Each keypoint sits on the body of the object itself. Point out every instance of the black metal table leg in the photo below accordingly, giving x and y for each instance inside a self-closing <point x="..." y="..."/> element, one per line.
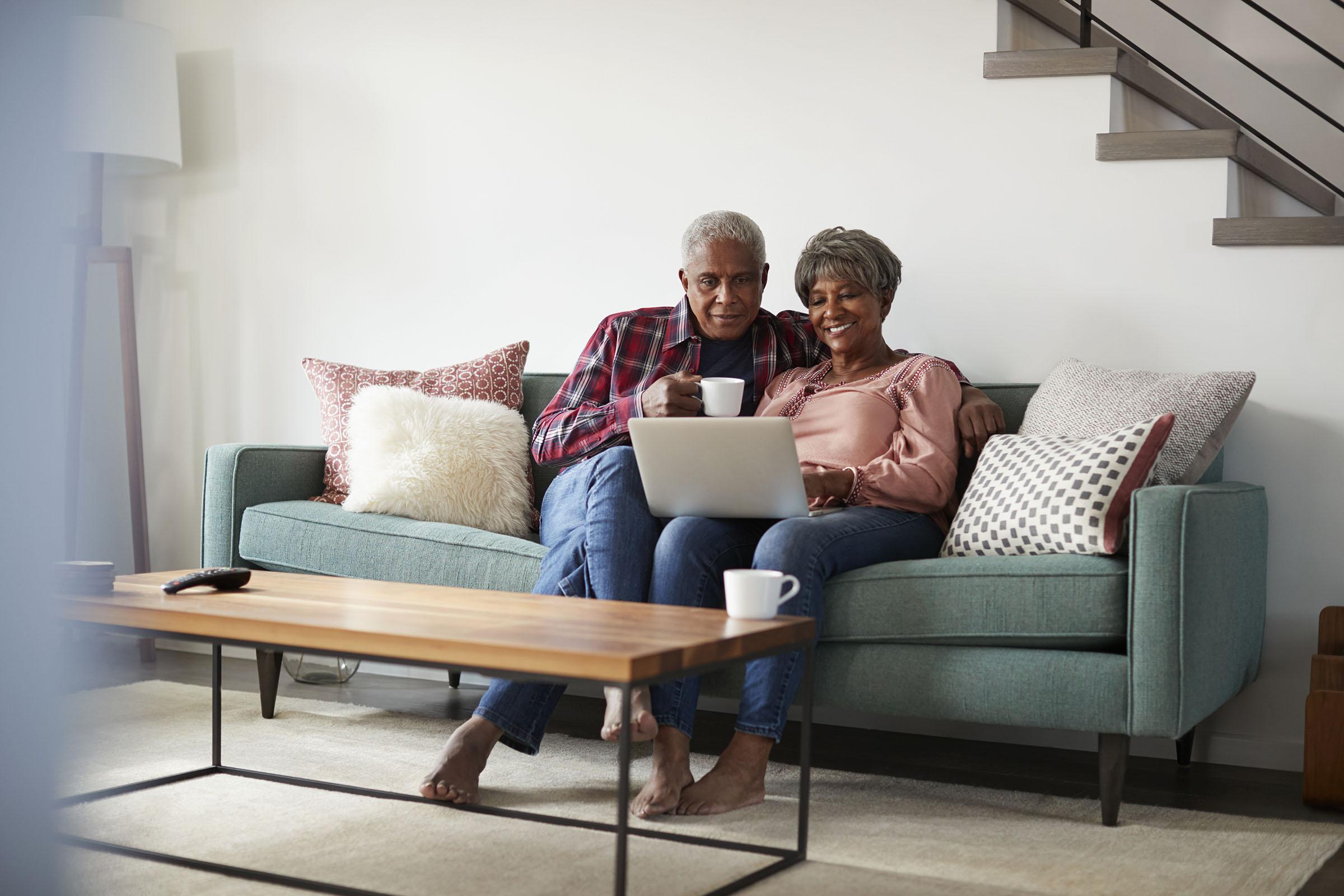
<point x="783" y="857"/>
<point x="216" y="675"/>
<point x="623" y="790"/>
<point x="805" y="750"/>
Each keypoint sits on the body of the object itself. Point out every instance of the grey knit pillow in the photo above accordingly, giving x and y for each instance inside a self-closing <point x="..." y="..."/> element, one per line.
<point x="1084" y="401"/>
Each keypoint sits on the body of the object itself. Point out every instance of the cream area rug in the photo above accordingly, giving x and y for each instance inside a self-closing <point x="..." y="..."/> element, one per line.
<point x="870" y="834"/>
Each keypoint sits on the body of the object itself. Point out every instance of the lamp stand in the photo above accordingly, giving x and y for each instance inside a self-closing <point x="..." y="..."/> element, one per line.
<point x="89" y="250"/>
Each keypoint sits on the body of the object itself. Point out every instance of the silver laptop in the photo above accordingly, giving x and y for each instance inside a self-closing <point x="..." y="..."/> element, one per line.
<point x="726" y="466"/>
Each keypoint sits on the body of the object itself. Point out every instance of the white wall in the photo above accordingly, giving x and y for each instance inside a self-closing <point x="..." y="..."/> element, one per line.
<point x="413" y="183"/>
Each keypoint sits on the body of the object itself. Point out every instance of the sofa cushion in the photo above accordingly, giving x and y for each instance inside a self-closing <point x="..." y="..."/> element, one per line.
<point x="1067" y="602"/>
<point x="311" y="536"/>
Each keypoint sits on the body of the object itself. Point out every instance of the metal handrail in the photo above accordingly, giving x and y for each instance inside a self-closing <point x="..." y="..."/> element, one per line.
<point x="1244" y="61"/>
<point x="1296" y="32"/>
<point x="1085" y="30"/>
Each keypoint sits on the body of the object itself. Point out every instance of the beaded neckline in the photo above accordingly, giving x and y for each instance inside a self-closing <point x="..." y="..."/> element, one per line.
<point x="812" y="386"/>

:::

■ **Your goal**
Without including the pictures, reproduce all entries exactly.

■ **Solution to this problem**
Each keypoint sits on the body of the object itself. Point out every instance of the black metal table leg in the photo below accordingly, giving x and y for each instance inside a self-closing <point x="..." y="..."/> element, one per line.
<point x="783" y="857"/>
<point x="216" y="675"/>
<point x="623" y="790"/>
<point x="805" y="750"/>
Each keypoint sits on the body of the object itself. Point out every instance of the grey knit pillow in the photo above accordingly, giving x and y for each instance inside a self-closing <point x="..." y="..."/> element, one per line.
<point x="1084" y="401"/>
Each keypoint sits on the body of the object itself. Point out every instance of the cream area rug in the photo above accordingly, giving x and y for each instance inside a self-closing <point x="..." y="..."/> element, one per line.
<point x="870" y="834"/>
Each keypoint sits on the body of the object itself. Point out every instance of the lamp stand in the photo above accordingly, giving x and y for each instance inside a self-closing <point x="..." y="..."/> element, one per line.
<point x="89" y="250"/>
Each keypoint sits on the body of the object itself. Point out every instance of the silver laptop in the photo above accordingly, giving x and y for each instance inside a self-closing <point x="..." y="..."/> element, one per line.
<point x="726" y="466"/>
Each keypoint sits on the body of the object itself. Point out every instance of the white wall in the photo above accordingly, giving x and y for each instance inside a self-closing <point x="..." y="..."/> element, one per line.
<point x="413" y="183"/>
Each keypoint sits on the body of the object itself. Point out every instance of the sofa cushion in the photo above accordingly, giving x and y for each instance inside a self-closing <point x="..." y="..."/> element, one per line.
<point x="1067" y="602"/>
<point x="311" y="536"/>
Each keypoint sits on the body of the object itself. Point out every instance of the metal handrail in the photo above accordingly, giving x and y for each instance inside a self-closing <point x="..." y="..."/> element, one per line.
<point x="1244" y="61"/>
<point x="1296" y="32"/>
<point x="1085" y="30"/>
Each keypoint sits on the body of the object itself. Point out every instance of the beaded neckline in the photo above accordingly, giving x and y for each instance inside a self-closing <point x="..." y="..."/> element, one per line.
<point x="812" y="386"/>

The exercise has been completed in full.